[What this task involves]: Return the entries below verbatim. Pictures stay out.

##### Provided records #####

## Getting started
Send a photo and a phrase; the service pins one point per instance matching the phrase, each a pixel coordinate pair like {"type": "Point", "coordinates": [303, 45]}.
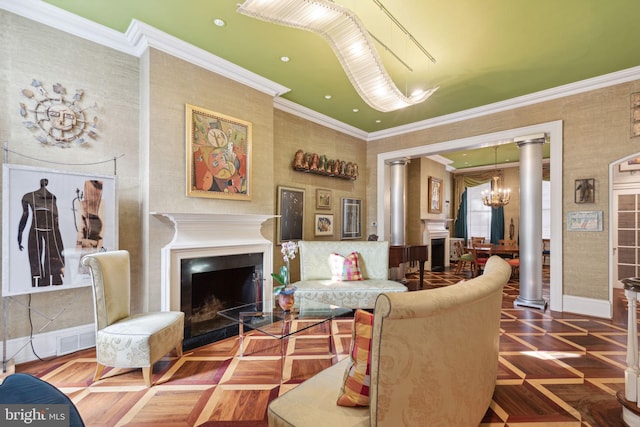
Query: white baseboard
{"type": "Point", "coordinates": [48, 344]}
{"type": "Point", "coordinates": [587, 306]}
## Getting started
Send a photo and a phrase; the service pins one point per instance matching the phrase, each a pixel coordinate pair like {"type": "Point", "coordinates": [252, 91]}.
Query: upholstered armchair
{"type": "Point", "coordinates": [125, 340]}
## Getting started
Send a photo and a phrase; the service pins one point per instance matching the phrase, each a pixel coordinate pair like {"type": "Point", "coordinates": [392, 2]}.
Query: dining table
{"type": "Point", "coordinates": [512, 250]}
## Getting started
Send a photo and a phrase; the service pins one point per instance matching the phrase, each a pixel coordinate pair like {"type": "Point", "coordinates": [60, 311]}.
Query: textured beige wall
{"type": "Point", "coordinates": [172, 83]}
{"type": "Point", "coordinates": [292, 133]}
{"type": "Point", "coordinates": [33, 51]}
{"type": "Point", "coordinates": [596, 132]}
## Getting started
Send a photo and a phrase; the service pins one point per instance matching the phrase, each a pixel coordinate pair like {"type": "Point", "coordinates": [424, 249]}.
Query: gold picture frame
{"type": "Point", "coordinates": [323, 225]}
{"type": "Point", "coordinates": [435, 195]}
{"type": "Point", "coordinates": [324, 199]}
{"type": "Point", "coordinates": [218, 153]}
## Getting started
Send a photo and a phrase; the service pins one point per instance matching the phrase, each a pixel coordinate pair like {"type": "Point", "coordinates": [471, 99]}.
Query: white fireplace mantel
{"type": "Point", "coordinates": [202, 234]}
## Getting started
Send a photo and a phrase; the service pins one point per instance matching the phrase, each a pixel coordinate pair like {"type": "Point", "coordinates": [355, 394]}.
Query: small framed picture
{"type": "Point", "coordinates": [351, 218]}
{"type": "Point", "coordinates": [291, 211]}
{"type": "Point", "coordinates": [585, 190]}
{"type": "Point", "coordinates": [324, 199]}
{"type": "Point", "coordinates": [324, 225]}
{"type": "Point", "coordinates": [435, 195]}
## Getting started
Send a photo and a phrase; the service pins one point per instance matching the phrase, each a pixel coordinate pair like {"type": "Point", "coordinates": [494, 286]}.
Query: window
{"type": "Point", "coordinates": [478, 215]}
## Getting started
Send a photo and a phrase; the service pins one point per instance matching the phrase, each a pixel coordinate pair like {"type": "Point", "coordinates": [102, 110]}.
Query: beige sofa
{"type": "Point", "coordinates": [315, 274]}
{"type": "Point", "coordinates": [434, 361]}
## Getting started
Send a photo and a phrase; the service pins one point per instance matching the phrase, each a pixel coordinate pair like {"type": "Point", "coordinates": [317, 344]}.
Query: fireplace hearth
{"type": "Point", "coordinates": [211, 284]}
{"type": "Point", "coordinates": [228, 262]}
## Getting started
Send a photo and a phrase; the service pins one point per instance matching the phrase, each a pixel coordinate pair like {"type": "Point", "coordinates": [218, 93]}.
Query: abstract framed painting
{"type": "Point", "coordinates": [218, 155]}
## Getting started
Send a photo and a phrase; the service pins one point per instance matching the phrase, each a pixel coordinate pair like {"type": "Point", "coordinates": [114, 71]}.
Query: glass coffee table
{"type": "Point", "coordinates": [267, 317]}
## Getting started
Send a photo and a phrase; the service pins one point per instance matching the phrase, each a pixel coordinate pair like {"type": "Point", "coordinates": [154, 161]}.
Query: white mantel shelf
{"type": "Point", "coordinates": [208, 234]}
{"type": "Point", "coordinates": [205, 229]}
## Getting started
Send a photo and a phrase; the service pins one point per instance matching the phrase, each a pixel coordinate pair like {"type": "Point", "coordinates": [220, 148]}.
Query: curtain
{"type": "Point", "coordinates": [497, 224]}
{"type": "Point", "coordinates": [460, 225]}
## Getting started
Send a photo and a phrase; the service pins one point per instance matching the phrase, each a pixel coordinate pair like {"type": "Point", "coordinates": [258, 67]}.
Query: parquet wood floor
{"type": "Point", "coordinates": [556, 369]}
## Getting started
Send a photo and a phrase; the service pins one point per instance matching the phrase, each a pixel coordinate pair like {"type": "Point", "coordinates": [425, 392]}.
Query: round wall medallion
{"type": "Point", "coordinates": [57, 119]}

#####

[Solved problem]:
## Getting started
Send a photo and a phrase; the service pins one point per instance matching the phrase, each a pixel coordinate pair like {"type": "Point", "coordinates": [303, 45]}.
Query: white baseboard
{"type": "Point", "coordinates": [48, 344]}
{"type": "Point", "coordinates": [587, 306]}
## Getting started
Send a photo and a phrase; the service pins one point per instance matching the phrase, each a pixel coordinate pair like {"type": "Point", "coordinates": [252, 91]}.
Query: upholstered armchair
{"type": "Point", "coordinates": [125, 340]}
## Getting started
Send a photo and a phrase; the service pins one point per instance matching the phrase, each a pixel coordinate pair like {"type": "Point", "coordinates": [392, 2]}.
Query: dining table
{"type": "Point", "coordinates": [512, 250]}
## Getting started
Send a photo and a phrase; the service pins one point per instance matching the phrase, each a pixel coordinate pair like {"type": "Point", "coordinates": [60, 311]}.
Query: textured beige wall
{"type": "Point", "coordinates": [172, 83]}
{"type": "Point", "coordinates": [292, 133]}
{"type": "Point", "coordinates": [33, 51]}
{"type": "Point", "coordinates": [596, 132]}
## Getting started
Send a photo and a phrase; the service pins one point per instance matching the phrase, each a pixel coordinate pair like {"type": "Point", "coordinates": [424, 249]}.
Query: gold picture frame
{"type": "Point", "coordinates": [323, 225]}
{"type": "Point", "coordinates": [435, 195]}
{"type": "Point", "coordinates": [324, 199]}
{"type": "Point", "coordinates": [218, 153]}
## Getting started
Send a photo and a phrase; the service pins one point per instance matching the phrase, each a pixel coordinate pair like {"type": "Point", "coordinates": [471, 99]}.
Query: white fireplace mantel
{"type": "Point", "coordinates": [202, 234]}
## Getting started
Send a photo and a phrase; the service pins one point per instance matching the phrase, each a pixel coordinate pair like {"type": "Point", "coordinates": [355, 394]}.
Query: small framed picture
{"type": "Point", "coordinates": [351, 218]}
{"type": "Point", "coordinates": [291, 211]}
{"type": "Point", "coordinates": [585, 190]}
{"type": "Point", "coordinates": [324, 199]}
{"type": "Point", "coordinates": [324, 225]}
{"type": "Point", "coordinates": [435, 195]}
## Getting started
Send a photo and a phrase; the service pins one point per instance matching the phrase, each a pixel coordinate pair like {"type": "Point", "coordinates": [494, 286]}.
Query: window
{"type": "Point", "coordinates": [478, 215]}
## Getting started
Send a photo and a phrase; the service pins one point per instance matching the phrase, each a pixel coordinate pair like {"type": "Point", "coordinates": [102, 110]}.
Query: beige sofa
{"type": "Point", "coordinates": [315, 274]}
{"type": "Point", "coordinates": [434, 361]}
## Getting started
Send a photo and a phrase; the service pins one point per instance matching the phrase, each a pixel coordinate pair like {"type": "Point", "coordinates": [317, 344]}.
Query: fireplace hearth
{"type": "Point", "coordinates": [211, 284]}
{"type": "Point", "coordinates": [228, 262]}
## Getting started
Send a photo and a phrase; the service pins one point per instance matching the phrase, each a pixel coordinate pair like {"type": "Point", "coordinates": [218, 93]}.
Query: abstract framed painting
{"type": "Point", "coordinates": [218, 155]}
## Getting started
Send a photo and a phrase; the service pins one point per instance matching the phrase, each a pixel coordinate pair like {"type": "Point", "coordinates": [114, 71]}.
Query: glass coffee table
{"type": "Point", "coordinates": [267, 317]}
## Getting started
Send a photo and a phrase; the service pins one point per instance matching the phrase, each a pixel coordinate pair like {"type": "Point", "coordinates": [154, 161]}.
Query: white mantel shelf
{"type": "Point", "coordinates": [208, 234]}
{"type": "Point", "coordinates": [205, 229]}
## Getting started
Send a photo and a phrase; the service pins one point per instance matching the phrase, each a pixel coordinate pair like {"type": "Point", "coordinates": [220, 148]}.
Query: curtain
{"type": "Point", "coordinates": [497, 224]}
{"type": "Point", "coordinates": [460, 225]}
## Getting started
Send a photo and a phrase; the service pins one point per instance matching the phrase, each a pixel coordinate pair like {"type": "Point", "coordinates": [258, 67]}.
Query: parquet wood floor
{"type": "Point", "coordinates": [556, 369]}
## Getting started
Send a photo and a phrase; the service pins one point per instance matching the phrase, each a pixel coordinate pair like {"type": "Point", "coordinates": [425, 392]}.
Query: round wall medallion
{"type": "Point", "coordinates": [57, 119]}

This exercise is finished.